## STATED TASK
Pick out every line in the records below that contains the string "shirt", matching case exactly.
───── RECORDS TO PROCESS ─────
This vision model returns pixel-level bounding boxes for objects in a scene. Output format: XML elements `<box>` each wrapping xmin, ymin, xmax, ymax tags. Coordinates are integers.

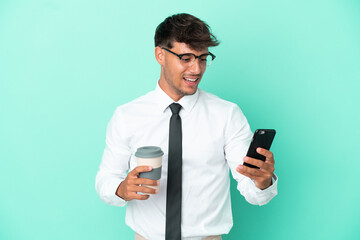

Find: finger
<box><xmin>130</xmin><ymin>178</ymin><xmax>159</xmax><ymax>186</ymax></box>
<box><xmin>129</xmin><ymin>193</ymin><xmax>150</xmax><ymax>200</ymax></box>
<box><xmin>256</xmin><ymin>148</ymin><xmax>275</xmax><ymax>163</ymax></box>
<box><xmin>236</xmin><ymin>165</ymin><xmax>260</xmax><ymax>180</ymax></box>
<box><xmin>236</xmin><ymin>164</ymin><xmax>263</xmax><ymax>177</ymax></box>
<box><xmin>243</xmin><ymin>157</ymin><xmax>274</xmax><ymax>172</ymax></box>
<box><xmin>131</xmin><ymin>186</ymin><xmax>158</xmax><ymax>194</ymax></box>
<box><xmin>128</xmin><ymin>166</ymin><xmax>152</xmax><ymax>177</ymax></box>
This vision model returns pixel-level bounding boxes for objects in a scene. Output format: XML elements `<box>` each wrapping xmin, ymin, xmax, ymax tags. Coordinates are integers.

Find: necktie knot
<box><xmin>169</xmin><ymin>103</ymin><xmax>181</xmax><ymax>115</ymax></box>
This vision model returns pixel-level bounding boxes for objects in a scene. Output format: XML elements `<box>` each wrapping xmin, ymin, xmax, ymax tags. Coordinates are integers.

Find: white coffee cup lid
<box><xmin>135</xmin><ymin>146</ymin><xmax>164</xmax><ymax>158</ymax></box>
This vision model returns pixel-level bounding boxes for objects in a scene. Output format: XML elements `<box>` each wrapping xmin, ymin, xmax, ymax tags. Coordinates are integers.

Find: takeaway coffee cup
<box><xmin>135</xmin><ymin>146</ymin><xmax>164</xmax><ymax>190</ymax></box>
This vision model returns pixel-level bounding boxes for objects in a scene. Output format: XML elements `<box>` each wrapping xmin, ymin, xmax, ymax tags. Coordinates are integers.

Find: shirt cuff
<box><xmin>103</xmin><ymin>179</ymin><xmax>128</xmax><ymax>207</ymax></box>
<box><xmin>249</xmin><ymin>174</ymin><xmax>278</xmax><ymax>206</ymax></box>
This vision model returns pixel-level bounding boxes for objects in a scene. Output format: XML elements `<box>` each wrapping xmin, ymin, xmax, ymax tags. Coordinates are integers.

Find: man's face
<box><xmin>159</xmin><ymin>42</ymin><xmax>208</xmax><ymax>101</ymax></box>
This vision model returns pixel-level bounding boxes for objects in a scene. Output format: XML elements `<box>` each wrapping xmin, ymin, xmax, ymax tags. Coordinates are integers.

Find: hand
<box><xmin>236</xmin><ymin>148</ymin><xmax>275</xmax><ymax>190</ymax></box>
<box><xmin>116</xmin><ymin>166</ymin><xmax>159</xmax><ymax>201</ymax></box>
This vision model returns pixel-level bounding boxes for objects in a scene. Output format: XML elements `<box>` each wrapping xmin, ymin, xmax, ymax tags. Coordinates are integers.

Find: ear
<box><xmin>155</xmin><ymin>47</ymin><xmax>165</xmax><ymax>66</ymax></box>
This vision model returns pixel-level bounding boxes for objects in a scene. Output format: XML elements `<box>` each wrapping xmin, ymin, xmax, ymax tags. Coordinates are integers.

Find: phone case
<box><xmin>244</xmin><ymin>129</ymin><xmax>276</xmax><ymax>168</ymax></box>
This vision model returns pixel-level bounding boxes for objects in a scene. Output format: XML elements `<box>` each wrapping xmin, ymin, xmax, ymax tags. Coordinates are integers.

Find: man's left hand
<box><xmin>236</xmin><ymin>148</ymin><xmax>275</xmax><ymax>190</ymax></box>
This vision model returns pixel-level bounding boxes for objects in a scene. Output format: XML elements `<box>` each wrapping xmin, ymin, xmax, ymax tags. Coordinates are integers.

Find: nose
<box><xmin>189</xmin><ymin>58</ymin><xmax>202</xmax><ymax>74</ymax></box>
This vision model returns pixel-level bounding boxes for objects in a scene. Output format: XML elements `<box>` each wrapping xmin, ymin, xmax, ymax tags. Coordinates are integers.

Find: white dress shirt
<box><xmin>96</xmin><ymin>85</ymin><xmax>277</xmax><ymax>240</ymax></box>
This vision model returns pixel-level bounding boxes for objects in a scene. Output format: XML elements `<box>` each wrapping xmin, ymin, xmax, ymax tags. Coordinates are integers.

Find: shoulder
<box><xmin>114</xmin><ymin>91</ymin><xmax>155</xmax><ymax>115</ymax></box>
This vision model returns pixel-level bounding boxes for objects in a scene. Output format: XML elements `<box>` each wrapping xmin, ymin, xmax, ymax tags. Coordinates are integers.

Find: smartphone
<box><xmin>244</xmin><ymin>129</ymin><xmax>276</xmax><ymax>168</ymax></box>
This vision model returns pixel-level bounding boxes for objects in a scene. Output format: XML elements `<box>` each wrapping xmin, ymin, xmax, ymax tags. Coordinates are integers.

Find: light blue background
<box><xmin>0</xmin><ymin>0</ymin><xmax>360</xmax><ymax>240</ymax></box>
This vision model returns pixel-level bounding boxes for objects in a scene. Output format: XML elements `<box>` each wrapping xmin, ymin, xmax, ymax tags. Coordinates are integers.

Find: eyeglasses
<box><xmin>162</xmin><ymin>48</ymin><xmax>216</xmax><ymax>66</ymax></box>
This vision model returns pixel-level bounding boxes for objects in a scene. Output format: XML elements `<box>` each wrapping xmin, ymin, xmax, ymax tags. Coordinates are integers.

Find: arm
<box><xmin>95</xmin><ymin>108</ymin><xmax>131</xmax><ymax>206</ymax></box>
<box><xmin>224</xmin><ymin>105</ymin><xmax>277</xmax><ymax>205</ymax></box>
<box><xmin>95</xmin><ymin>108</ymin><xmax>159</xmax><ymax>207</ymax></box>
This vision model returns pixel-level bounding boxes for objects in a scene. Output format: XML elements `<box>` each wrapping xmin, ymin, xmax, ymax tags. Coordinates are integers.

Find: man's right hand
<box><xmin>116</xmin><ymin>166</ymin><xmax>159</xmax><ymax>201</ymax></box>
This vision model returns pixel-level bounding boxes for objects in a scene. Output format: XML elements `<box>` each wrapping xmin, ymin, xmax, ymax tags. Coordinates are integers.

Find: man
<box><xmin>96</xmin><ymin>14</ymin><xmax>277</xmax><ymax>240</ymax></box>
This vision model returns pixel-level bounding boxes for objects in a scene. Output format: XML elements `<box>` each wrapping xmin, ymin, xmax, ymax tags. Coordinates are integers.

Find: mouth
<box><xmin>183</xmin><ymin>77</ymin><xmax>200</xmax><ymax>86</ymax></box>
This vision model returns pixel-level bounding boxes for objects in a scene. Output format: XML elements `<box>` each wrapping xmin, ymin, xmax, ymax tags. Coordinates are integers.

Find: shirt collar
<box><xmin>155</xmin><ymin>83</ymin><xmax>199</xmax><ymax>112</ymax></box>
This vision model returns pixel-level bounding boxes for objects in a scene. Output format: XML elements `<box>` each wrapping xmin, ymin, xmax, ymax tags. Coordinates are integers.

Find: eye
<box><xmin>181</xmin><ymin>55</ymin><xmax>193</xmax><ymax>62</ymax></box>
<box><xmin>200</xmin><ymin>55</ymin><xmax>210</xmax><ymax>62</ymax></box>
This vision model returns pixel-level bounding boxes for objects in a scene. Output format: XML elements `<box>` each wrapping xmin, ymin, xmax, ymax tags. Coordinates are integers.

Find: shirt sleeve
<box><xmin>95</xmin><ymin>108</ymin><xmax>131</xmax><ymax>207</ymax></box>
<box><xmin>224</xmin><ymin>105</ymin><xmax>278</xmax><ymax>206</ymax></box>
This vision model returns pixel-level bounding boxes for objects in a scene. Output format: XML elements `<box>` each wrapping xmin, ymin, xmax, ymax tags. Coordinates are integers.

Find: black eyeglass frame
<box><xmin>161</xmin><ymin>48</ymin><xmax>216</xmax><ymax>63</ymax></box>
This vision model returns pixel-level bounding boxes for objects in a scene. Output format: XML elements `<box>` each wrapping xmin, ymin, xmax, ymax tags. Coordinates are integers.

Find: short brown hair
<box><xmin>154</xmin><ymin>13</ymin><xmax>220</xmax><ymax>50</ymax></box>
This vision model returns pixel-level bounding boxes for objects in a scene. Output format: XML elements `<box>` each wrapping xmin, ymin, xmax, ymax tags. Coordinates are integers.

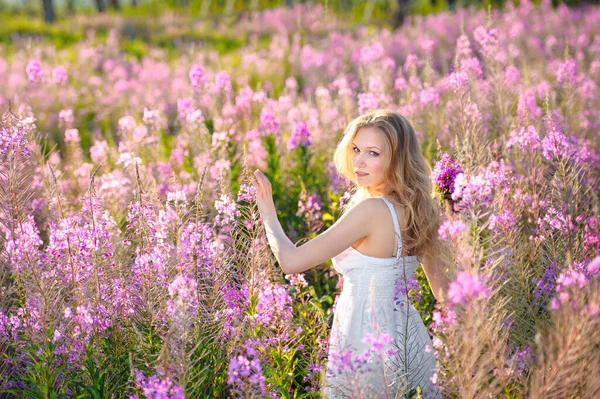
─────
## TASK RESPONSE
Find: shirt cuff
Find: white dress shirt
Find: shirt collar
Find: shirt sleeve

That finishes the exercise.